WORK REQUIRED = Each line of the entries below that holds "light" is needed, copied in full.

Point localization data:
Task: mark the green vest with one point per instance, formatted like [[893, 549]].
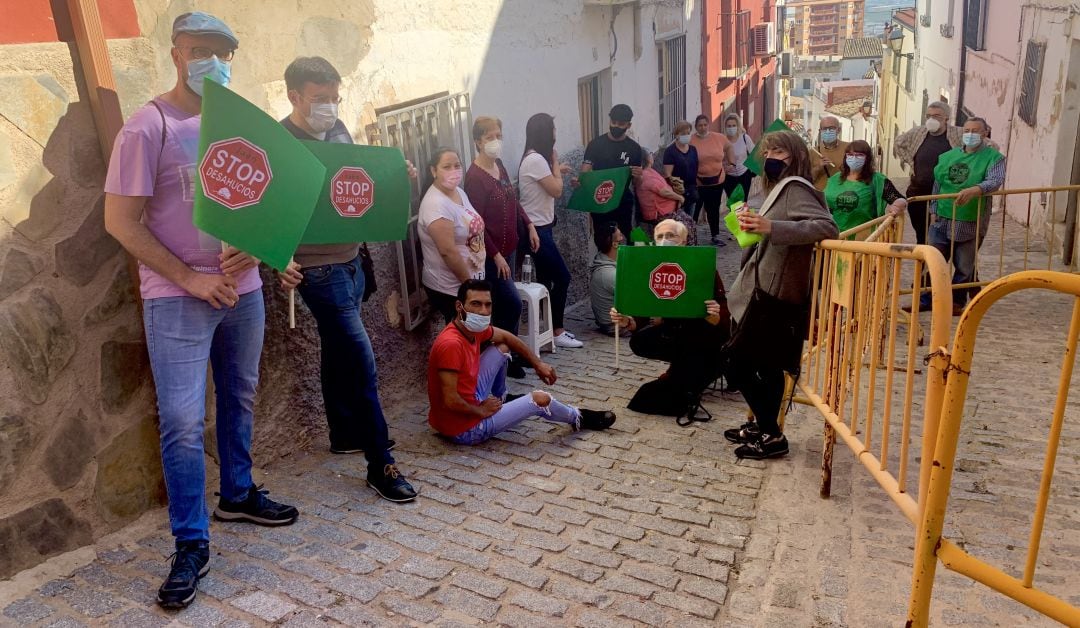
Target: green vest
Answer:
[[853, 202], [957, 170]]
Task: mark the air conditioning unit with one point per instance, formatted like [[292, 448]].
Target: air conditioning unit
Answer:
[[763, 38], [785, 65]]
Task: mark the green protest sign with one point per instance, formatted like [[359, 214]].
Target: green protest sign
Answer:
[[256, 184], [364, 198], [599, 190], [754, 161], [664, 281]]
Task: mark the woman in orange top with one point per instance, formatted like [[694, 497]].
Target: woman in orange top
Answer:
[[714, 154]]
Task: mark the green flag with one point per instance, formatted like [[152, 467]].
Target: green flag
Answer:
[[599, 190], [365, 196], [754, 160], [256, 185], [664, 281]]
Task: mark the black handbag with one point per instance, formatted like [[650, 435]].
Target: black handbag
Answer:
[[771, 331], [368, 269]]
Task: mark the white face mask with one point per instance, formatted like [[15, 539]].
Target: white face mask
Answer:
[[494, 148], [475, 322], [323, 117]]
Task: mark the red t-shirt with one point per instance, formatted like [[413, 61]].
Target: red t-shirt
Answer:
[[453, 351]]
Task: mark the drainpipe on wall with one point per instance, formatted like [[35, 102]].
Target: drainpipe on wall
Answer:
[[963, 57], [96, 71]]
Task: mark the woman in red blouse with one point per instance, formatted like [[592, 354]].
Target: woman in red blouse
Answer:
[[493, 195]]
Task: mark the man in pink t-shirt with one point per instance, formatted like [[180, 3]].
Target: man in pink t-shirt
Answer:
[[201, 303]]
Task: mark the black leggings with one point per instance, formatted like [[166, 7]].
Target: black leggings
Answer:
[[764, 390], [710, 198]]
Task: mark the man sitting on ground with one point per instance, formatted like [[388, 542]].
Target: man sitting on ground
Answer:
[[692, 346], [467, 384]]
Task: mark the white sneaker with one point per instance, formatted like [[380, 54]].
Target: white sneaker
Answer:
[[566, 342]]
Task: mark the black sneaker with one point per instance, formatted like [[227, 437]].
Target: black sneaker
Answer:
[[766, 446], [190, 562], [351, 449], [596, 418], [744, 433], [390, 484], [256, 508]]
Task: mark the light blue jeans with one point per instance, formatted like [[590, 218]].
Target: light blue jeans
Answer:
[[183, 333], [491, 382]]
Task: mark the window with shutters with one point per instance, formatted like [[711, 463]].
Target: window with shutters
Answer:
[[1029, 85]]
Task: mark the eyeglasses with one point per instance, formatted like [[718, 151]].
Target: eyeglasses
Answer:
[[200, 52], [324, 99]]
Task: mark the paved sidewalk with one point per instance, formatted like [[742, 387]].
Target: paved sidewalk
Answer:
[[647, 523]]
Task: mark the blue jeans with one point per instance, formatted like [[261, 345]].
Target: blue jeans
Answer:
[[181, 334], [491, 382], [347, 370], [505, 302], [552, 271]]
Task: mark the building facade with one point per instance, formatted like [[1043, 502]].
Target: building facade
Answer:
[[821, 26], [741, 40], [79, 452]]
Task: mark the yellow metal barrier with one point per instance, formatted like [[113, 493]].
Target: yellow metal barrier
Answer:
[[1049, 198], [850, 368], [931, 545]]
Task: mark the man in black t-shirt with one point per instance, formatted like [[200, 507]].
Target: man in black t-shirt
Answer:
[[919, 149], [615, 149]]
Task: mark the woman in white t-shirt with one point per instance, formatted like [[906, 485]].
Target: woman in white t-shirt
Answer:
[[540, 181], [451, 234], [738, 174]]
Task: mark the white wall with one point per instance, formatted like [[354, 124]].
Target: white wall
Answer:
[[517, 57]]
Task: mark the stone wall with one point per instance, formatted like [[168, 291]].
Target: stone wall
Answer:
[[79, 453], [78, 435]]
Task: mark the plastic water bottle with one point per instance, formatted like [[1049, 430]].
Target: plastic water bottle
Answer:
[[527, 269]]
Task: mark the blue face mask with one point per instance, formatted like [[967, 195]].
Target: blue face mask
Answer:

TASK SOLUTION =
Task: mark the light blue jeans with one point per instance, formatted like [[590, 218]].
Target: light blue jeans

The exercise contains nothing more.